WRITTEN TASK —
Swap "highway" for "expressway" in the items, starting with the line that contains "Can any utility" and going on through the line that contains "[31,97,46,119]". Write out only those lines again, with nothing else changed.

TASK DATA —
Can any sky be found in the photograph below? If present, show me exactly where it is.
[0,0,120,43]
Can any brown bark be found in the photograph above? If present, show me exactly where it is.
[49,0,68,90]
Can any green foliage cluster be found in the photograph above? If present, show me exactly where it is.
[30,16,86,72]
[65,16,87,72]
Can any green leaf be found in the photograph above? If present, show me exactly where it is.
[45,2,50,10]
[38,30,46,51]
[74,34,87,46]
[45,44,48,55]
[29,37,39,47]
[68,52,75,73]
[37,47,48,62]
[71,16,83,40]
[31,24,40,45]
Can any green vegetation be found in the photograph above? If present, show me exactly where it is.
---
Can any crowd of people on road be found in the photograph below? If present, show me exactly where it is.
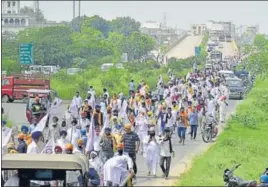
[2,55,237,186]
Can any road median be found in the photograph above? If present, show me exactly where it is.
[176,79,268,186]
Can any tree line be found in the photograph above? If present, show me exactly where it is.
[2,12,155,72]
* * *
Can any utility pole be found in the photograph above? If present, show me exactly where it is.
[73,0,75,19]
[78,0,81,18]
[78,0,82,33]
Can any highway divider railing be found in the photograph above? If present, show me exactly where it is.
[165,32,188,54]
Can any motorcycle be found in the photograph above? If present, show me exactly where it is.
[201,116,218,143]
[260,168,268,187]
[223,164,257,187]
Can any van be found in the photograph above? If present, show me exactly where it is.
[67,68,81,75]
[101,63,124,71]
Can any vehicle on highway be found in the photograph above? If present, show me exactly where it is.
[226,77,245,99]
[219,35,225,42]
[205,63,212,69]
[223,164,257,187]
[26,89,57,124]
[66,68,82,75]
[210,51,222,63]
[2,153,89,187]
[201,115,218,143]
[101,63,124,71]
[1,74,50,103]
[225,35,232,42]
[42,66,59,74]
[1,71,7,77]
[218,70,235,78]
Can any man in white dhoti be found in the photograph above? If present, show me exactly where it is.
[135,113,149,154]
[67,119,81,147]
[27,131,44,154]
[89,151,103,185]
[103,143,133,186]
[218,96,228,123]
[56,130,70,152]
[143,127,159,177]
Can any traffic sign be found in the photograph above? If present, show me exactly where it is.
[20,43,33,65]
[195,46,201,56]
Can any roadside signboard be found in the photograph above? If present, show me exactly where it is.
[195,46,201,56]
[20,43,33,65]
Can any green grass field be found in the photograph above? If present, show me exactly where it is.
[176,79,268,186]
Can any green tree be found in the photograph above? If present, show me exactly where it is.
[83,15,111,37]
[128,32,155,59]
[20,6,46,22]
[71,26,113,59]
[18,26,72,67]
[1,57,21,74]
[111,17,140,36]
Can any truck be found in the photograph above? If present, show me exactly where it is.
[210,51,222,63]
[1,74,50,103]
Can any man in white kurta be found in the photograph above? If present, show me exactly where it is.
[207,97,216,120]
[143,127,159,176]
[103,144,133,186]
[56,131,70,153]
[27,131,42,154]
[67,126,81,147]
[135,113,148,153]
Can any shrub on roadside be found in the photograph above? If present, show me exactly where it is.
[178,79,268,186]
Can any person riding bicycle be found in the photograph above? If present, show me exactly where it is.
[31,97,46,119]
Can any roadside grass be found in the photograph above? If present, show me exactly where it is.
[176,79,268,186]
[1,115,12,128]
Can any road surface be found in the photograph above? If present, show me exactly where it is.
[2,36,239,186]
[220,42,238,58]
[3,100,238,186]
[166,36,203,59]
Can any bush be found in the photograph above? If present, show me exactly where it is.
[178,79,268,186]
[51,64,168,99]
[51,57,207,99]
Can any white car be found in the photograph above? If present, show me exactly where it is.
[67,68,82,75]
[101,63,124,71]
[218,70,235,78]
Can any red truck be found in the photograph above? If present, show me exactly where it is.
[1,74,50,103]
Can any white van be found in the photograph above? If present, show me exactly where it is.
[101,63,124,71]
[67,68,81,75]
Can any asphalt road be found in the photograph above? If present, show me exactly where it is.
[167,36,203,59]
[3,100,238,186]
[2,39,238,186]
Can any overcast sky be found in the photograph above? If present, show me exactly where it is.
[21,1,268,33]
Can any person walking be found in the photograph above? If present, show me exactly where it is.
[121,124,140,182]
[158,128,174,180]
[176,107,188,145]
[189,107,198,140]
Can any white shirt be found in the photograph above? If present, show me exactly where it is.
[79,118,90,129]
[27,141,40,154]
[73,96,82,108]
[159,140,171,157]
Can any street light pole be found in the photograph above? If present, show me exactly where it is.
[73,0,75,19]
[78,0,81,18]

PROBLEM SOLUTION —
Can any utility pole be found in the photograph above? If present, show me exactly where it is.
[73,0,75,19]
[78,0,81,18]
[78,0,82,33]
Can any expressway divider railing be found in the photograph above? If present, show me exactly where it is.
[165,32,188,54]
Can any motorcycle be found in the photograph above? If present, show me exactly where it is.
[201,116,218,143]
[260,168,268,187]
[223,164,257,187]
Can any van be found in the photograph above? If present, show me exactly where it is.
[67,68,81,75]
[101,63,124,71]
Can any vehicle on expressway be found in the photograph above? If present, show me exactly where it is.
[226,77,245,99]
[219,35,225,42]
[205,63,212,69]
[223,164,257,187]
[26,89,57,124]
[66,68,82,75]
[210,51,222,63]
[2,153,89,187]
[201,115,218,143]
[101,63,124,71]
[1,74,50,103]
[225,35,232,42]
[42,66,59,74]
[1,71,7,77]
[218,70,235,78]
Can any man in white dhoti be found in the photograph above? If present, show me exactly where it is.
[135,113,149,154]
[67,119,81,147]
[27,131,44,154]
[89,151,103,185]
[103,143,133,186]
[218,96,228,123]
[56,130,70,152]
[143,127,159,177]
Can any traffic sign be found in the photograph above? If present, show me exactly where it is.
[20,43,33,65]
[195,46,201,56]
Can any roadside signboard be found in the photograph above? If present, show me exactly where it is.
[195,46,201,56]
[20,43,33,65]
Can any green grass field be found in the photograph above? If present, show me exactly where it is.
[176,79,268,186]
Can any green tree be found in the photograph above? If present, show me exactly where it is.
[83,15,111,37]
[128,32,155,59]
[20,6,46,22]
[71,26,113,59]
[18,26,72,67]
[1,57,21,74]
[111,17,140,36]
Can any truck be found in the photograph above? If present, show me exactly where it is.
[210,51,222,63]
[1,74,50,103]
Can any man in white kurta be found in the photograph above? If present, show me exactly where it is.
[207,97,216,120]
[143,127,159,176]
[103,144,133,186]
[56,131,70,153]
[27,131,42,154]
[67,126,81,147]
[135,113,148,153]
Can any shrub on roadside be found in the photograph above? If present, show me exactly where it is.
[178,79,268,186]
Can any person riding bicycle be found in the photograph above? If present, show me exactly where it is.
[31,97,46,119]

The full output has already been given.